- Opening Delimiter -

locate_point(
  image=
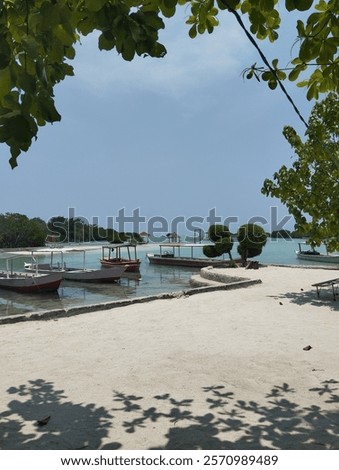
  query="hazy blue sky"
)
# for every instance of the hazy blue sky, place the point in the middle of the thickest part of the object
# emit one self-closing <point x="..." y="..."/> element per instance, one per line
<point x="171" y="137"/>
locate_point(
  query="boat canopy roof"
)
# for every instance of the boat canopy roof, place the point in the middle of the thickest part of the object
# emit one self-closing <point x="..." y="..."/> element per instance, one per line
<point x="120" y="245"/>
<point x="182" y="245"/>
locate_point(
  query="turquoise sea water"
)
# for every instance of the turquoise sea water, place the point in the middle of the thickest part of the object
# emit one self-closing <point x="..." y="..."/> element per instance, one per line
<point x="154" y="280"/>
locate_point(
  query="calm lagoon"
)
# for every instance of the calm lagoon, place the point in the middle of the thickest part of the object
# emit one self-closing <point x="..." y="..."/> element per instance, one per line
<point x="153" y="280"/>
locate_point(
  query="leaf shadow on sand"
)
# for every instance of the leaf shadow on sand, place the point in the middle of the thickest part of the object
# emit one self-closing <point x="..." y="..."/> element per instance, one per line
<point x="279" y="423"/>
<point x="214" y="419"/>
<point x="71" y="425"/>
<point x="309" y="297"/>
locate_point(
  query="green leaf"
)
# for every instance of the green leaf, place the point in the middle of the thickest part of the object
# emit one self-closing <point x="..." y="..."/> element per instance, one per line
<point x="5" y="54"/>
<point x="95" y="5"/>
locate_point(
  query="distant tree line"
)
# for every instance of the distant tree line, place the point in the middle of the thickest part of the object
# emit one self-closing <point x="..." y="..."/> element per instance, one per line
<point x="18" y="231"/>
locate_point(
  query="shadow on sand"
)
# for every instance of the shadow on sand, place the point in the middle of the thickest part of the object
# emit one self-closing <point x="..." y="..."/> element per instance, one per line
<point x="222" y="422"/>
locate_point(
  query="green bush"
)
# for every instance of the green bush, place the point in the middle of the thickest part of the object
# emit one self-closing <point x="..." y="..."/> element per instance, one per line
<point x="252" y="238"/>
<point x="217" y="232"/>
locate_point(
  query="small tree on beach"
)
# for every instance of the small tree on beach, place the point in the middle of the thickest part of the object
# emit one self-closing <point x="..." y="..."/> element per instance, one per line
<point x="252" y="238"/>
<point x="222" y="239"/>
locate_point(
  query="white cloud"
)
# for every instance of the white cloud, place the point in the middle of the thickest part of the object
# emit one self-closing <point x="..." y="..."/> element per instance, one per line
<point x="189" y="64"/>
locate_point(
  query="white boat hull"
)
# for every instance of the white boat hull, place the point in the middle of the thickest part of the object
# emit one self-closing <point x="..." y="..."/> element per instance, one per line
<point x="82" y="275"/>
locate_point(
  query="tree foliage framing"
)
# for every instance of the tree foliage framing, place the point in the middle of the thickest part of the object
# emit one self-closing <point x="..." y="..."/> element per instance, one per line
<point x="38" y="38"/>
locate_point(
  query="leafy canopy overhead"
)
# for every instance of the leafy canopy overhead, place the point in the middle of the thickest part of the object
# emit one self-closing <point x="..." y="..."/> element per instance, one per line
<point x="310" y="188"/>
<point x="38" y="38"/>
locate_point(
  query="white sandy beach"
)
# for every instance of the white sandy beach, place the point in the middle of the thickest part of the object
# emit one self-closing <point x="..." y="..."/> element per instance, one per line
<point x="220" y="370"/>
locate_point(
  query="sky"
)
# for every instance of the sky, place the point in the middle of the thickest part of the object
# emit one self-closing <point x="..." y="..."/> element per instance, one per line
<point x="168" y="144"/>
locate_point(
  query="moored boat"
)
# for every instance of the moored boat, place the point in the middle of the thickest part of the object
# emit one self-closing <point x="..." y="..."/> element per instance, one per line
<point x="27" y="282"/>
<point x="122" y="254"/>
<point x="81" y="274"/>
<point x="313" y="255"/>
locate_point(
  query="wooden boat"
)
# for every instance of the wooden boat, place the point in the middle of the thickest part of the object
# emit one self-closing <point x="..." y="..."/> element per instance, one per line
<point x="171" y="255"/>
<point x="80" y="274"/>
<point x="113" y="255"/>
<point x="313" y="255"/>
<point x="23" y="282"/>
<point x="30" y="283"/>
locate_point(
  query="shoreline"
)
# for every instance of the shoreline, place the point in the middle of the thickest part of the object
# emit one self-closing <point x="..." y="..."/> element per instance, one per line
<point x="42" y="315"/>
<point x="219" y="370"/>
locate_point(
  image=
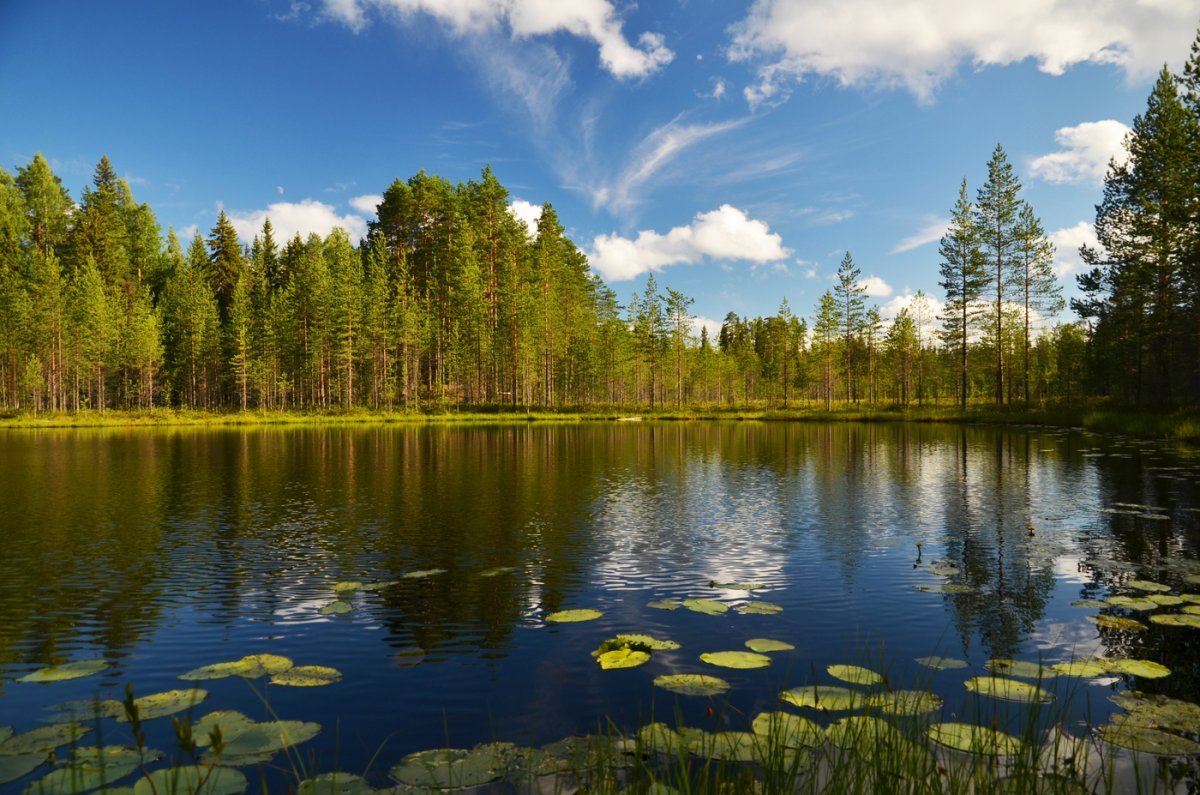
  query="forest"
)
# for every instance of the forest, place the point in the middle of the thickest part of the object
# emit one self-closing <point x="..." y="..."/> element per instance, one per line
<point x="451" y="300"/>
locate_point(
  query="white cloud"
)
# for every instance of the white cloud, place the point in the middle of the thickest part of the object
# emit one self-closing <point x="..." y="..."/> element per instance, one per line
<point x="917" y="45"/>
<point x="1067" y="243"/>
<point x="297" y="217"/>
<point x="929" y="233"/>
<point x="592" y="19"/>
<point x="724" y="233"/>
<point x="875" y="287"/>
<point x="367" y="204"/>
<point x="526" y="211"/>
<point x="1087" y="149"/>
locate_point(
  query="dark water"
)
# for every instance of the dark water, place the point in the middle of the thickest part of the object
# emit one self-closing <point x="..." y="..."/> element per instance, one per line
<point x="169" y="549"/>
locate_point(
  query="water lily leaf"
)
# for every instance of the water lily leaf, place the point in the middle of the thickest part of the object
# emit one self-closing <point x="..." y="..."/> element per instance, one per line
<point x="691" y="683"/>
<point x="1008" y="689"/>
<point x="1146" y="585"/>
<point x="942" y="663"/>
<point x="972" y="739"/>
<point x="623" y="658"/>
<point x="763" y="645"/>
<point x="736" y="659"/>
<point x="1143" y="668"/>
<point x="13" y="767"/>
<point x="1152" y="741"/>
<point x="574" y="616"/>
<point x="307" y="676"/>
<point x="231" y="722"/>
<point x="787" y="730"/>
<point x="1020" y="669"/>
<point x="822" y="697"/>
<point x="1084" y="668"/>
<point x="159" y="705"/>
<point x="905" y="701"/>
<point x="855" y="674"/>
<point x="195" y="779"/>
<point x="1176" y="620"/>
<point x="1132" y="603"/>
<point x="708" y="607"/>
<point x="335" y="784"/>
<point x="423" y="573"/>
<point x="42" y="739"/>
<point x="449" y="769"/>
<point x="1117" y="622"/>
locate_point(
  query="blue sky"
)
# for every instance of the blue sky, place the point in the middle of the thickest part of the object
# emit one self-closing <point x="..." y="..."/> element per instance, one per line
<point x="736" y="148"/>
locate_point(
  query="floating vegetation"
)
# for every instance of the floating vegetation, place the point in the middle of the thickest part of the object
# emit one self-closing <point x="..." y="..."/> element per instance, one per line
<point x="855" y="674"/>
<point x="736" y="659"/>
<point x="623" y="658"/>
<point x="707" y="607"/>
<point x="574" y="616"/>
<point x="823" y="697"/>
<point x="78" y="669"/>
<point x="1008" y="689"/>
<point x="942" y="663"/>
<point x="975" y="739"/>
<point x="160" y="705"/>
<point x="787" y="730"/>
<point x="763" y="645"/>
<point x="249" y="667"/>
<point x="1117" y="622"/>
<point x="1020" y="669"/>
<point x="693" y="683"/>
<point x="307" y="676"/>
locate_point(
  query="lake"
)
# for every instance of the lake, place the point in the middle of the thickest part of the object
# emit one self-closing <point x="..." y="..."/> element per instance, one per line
<point x="161" y="551"/>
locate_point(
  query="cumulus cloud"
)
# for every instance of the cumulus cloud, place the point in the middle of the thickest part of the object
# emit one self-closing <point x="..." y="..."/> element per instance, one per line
<point x="592" y="19"/>
<point x="917" y="45"/>
<point x="297" y="217"/>
<point x="1085" y="155"/>
<point x="1067" y="243"/>
<point x="724" y="233"/>
<point x="931" y="232"/>
<point x="526" y="211"/>
<point x="875" y="287"/>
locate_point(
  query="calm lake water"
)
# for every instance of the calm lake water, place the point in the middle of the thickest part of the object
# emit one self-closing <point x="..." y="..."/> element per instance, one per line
<point x="165" y="550"/>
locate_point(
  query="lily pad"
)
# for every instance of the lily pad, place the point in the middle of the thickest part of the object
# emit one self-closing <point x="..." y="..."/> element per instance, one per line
<point x="1117" y="622"/>
<point x="1141" y="668"/>
<point x="574" y="616"/>
<point x="823" y="697"/>
<point x="691" y="683"/>
<point x="196" y="779"/>
<point x="159" y="705"/>
<point x="307" y="676"/>
<point x="1020" y="669"/>
<point x="78" y="669"/>
<point x="942" y="663"/>
<point x="973" y="739"/>
<point x="42" y="739"/>
<point x="1008" y="689"/>
<point x="736" y="659"/>
<point x="855" y="674"/>
<point x="763" y="645"/>
<point x="623" y="658"/>
<point x="787" y="730"/>
<point x="708" y="607"/>
<point x="905" y="701"/>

- Closing Delimiter -

Return each line of the material above in which the string "bush" appears.

  query="green bush"
# for every instance of the green bush, place the point in the middle of the thickest part of the object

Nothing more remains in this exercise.